_Required action 1_. Extract the passage from the DVD burning thread starting with "## SleepyWeasel (Jun" and going on through "can't burn DVDs.".
_Required action 2_. According to the forum thread about the DVD-RW drive, what drive came in the laptop the poster bought?
_Required action 3_. Summarize the forum thread about the DVD-RW drive in two sentences.

_Provided passage_.
# DVD-RW drive won't burn - "Invalid Address for Write"



## SleepyWeasel (Jun 24, 2005)

Hi all, I recently bought a Sager NP2092 laptop with an Optiarc DVD RW AD-7530B drive. The drive reads CDs and DVDs fine, but it can't burn DVDs.

When I first tried to burn a DVD in Nero, it seemed to work fine, until I re-inserted the DVD and it was recognized as a blank disc, even though I had burned an ISO image to it and, looking at the bottom, it clearly had had data written on it.

Next, I tried to burn another ISO with Nero, but it never made it, and I was given this error log:



> 4C85-1000-0805-0001-4036-M0KE-****
> 
> Windows XP 6.0
> AMD64
> ...


OK, I know that was long, but I'm almost done. I then tried with another piece of software, ImgBurn, and while it actually started burning, it still failed, and gave me this reason:


> W 17:44:43 Failed to Write Sectors 131648 - 131679 - Reason: Write Error
> W 17:44:43 Retrying (1 of 20)...

[Records excerpted from a collection]
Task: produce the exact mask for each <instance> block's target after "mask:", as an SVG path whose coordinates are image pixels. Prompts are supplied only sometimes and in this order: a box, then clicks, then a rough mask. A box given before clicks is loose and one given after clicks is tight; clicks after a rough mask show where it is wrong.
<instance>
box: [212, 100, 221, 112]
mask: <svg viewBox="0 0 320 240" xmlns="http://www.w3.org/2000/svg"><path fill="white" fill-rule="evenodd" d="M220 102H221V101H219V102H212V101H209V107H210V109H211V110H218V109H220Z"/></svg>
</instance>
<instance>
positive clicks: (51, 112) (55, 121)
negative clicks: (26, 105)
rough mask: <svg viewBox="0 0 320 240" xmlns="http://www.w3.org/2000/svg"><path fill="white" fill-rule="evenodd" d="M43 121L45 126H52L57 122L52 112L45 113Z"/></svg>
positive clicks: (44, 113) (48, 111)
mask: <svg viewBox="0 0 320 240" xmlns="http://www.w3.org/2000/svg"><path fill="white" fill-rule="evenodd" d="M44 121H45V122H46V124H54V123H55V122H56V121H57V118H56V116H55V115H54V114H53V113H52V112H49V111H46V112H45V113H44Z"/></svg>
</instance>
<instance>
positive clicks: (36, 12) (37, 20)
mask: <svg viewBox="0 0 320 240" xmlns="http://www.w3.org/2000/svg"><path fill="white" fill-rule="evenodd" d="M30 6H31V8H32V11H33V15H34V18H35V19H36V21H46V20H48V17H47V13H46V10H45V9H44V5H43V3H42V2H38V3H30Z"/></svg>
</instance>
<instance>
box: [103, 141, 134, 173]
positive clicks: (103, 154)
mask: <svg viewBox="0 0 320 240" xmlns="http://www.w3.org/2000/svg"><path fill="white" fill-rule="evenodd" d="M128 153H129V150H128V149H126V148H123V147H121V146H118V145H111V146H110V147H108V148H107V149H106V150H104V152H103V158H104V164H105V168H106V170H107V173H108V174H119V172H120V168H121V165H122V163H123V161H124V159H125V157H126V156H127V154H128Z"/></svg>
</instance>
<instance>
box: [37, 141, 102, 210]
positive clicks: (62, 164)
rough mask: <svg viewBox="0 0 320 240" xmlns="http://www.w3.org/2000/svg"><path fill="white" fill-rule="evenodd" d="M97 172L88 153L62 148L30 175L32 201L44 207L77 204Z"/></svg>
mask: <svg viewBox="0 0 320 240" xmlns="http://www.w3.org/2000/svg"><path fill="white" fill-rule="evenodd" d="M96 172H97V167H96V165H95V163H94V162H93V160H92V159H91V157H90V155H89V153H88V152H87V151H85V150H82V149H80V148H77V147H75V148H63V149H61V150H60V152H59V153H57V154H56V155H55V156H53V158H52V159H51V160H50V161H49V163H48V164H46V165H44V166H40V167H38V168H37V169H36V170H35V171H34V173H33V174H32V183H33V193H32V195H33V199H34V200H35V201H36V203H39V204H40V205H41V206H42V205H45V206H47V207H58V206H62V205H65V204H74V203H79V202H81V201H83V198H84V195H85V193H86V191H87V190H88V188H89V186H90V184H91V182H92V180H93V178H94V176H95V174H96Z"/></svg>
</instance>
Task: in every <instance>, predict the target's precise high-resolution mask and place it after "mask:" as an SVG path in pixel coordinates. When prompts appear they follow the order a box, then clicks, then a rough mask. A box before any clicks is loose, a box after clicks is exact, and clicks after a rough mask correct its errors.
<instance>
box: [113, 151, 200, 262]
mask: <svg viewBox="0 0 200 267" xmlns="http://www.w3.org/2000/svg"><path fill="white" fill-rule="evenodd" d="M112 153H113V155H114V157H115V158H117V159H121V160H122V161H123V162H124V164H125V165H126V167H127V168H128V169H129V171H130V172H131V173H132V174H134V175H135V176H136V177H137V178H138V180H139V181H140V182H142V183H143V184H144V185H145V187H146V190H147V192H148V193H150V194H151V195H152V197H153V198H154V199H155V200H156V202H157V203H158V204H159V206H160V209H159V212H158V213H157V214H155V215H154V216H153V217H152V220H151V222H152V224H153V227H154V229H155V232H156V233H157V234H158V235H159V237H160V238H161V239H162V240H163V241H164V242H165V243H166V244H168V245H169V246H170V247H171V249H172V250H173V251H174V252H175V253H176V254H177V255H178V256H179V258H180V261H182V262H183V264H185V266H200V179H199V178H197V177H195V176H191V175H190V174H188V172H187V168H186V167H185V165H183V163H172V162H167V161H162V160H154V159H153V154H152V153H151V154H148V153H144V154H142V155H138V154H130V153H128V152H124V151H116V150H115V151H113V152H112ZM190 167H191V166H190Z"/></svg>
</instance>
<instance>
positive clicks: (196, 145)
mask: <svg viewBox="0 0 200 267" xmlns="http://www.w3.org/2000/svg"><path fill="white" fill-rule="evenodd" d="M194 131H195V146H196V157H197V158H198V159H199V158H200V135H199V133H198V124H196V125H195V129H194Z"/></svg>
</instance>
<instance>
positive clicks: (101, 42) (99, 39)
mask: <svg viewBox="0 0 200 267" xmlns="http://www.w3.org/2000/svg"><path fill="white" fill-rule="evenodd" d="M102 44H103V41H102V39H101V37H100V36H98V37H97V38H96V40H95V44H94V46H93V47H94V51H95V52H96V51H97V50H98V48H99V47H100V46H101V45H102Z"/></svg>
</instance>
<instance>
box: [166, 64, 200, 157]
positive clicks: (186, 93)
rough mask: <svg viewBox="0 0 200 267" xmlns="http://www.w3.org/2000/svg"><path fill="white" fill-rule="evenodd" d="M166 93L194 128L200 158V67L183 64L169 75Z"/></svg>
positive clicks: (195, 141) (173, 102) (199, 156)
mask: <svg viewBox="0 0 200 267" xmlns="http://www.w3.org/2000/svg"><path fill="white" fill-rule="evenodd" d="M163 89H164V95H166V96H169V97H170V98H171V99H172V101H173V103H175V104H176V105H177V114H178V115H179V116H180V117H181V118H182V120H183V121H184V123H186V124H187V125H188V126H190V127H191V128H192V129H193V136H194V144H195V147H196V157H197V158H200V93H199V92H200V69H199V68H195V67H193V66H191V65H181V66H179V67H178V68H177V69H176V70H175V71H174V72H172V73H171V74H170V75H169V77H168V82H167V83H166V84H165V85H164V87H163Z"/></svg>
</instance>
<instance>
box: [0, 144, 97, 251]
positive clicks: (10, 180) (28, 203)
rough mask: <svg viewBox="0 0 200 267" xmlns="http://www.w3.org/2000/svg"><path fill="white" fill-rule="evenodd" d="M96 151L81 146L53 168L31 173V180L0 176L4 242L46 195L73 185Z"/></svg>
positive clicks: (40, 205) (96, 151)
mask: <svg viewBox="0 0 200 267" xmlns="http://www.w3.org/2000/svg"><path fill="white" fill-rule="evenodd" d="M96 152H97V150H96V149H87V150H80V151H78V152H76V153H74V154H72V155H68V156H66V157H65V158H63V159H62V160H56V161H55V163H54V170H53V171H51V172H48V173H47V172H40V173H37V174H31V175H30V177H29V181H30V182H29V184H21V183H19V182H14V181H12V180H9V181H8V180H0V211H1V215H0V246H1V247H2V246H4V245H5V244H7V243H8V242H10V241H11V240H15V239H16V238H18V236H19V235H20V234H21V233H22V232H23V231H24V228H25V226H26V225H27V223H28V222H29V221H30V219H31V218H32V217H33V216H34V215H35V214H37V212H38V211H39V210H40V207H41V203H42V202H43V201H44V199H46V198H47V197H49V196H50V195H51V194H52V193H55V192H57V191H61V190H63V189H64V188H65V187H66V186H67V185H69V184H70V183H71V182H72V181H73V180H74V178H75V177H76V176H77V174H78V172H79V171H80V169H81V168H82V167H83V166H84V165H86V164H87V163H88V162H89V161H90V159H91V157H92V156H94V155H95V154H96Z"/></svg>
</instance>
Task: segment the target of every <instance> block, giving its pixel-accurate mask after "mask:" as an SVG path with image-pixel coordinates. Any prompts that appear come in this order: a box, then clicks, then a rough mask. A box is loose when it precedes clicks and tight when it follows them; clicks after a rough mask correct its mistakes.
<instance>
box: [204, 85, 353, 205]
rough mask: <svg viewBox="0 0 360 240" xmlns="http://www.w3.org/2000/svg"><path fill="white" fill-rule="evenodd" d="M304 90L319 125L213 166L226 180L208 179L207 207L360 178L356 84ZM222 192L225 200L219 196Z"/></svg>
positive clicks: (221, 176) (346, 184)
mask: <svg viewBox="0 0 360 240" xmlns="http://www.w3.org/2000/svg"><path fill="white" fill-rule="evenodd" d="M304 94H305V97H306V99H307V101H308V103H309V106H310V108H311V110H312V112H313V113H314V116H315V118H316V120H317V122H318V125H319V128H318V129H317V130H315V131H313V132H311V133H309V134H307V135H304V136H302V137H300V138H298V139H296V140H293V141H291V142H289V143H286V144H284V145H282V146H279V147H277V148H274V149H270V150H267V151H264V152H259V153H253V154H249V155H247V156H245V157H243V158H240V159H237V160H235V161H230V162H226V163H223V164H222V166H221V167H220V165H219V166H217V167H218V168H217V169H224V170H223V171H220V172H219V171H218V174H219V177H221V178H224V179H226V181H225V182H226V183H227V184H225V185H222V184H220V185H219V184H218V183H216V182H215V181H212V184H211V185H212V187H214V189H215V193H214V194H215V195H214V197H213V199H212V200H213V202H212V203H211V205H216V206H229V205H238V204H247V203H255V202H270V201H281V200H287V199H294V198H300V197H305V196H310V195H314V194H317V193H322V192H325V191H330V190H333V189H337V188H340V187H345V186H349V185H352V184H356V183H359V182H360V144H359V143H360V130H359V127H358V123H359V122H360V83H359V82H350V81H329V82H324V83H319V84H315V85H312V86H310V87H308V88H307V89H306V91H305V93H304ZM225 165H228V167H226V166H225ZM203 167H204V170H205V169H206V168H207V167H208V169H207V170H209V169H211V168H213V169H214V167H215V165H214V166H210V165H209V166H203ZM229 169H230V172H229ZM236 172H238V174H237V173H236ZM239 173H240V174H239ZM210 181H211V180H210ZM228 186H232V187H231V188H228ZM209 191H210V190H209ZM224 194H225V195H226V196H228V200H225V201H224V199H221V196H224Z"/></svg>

_Your solution 1_.
## SleepyWeasel (Jun 24, 2005)

Hi all, I recently bought a Sager NP2092 laptop with an Optiarc DVD RW AD-7530B drive. The drive reads CDs and DVDs fine, but it can't burn DVDs.

_Your solution 2_. An Optiarc DVD RW AD-7530B drive.

_Your solution 3_. A poster's new Sager NP2092 laptop has an Optiarc DVD RW AD-7530B drive that reads CDs and DVDs but cannot burn DVDs. The first burn in Nero seemed to succeed but left a disc recognized as blank, a second Nero attempt failed with an error log, and ImgBurn started burning but failed with a write error.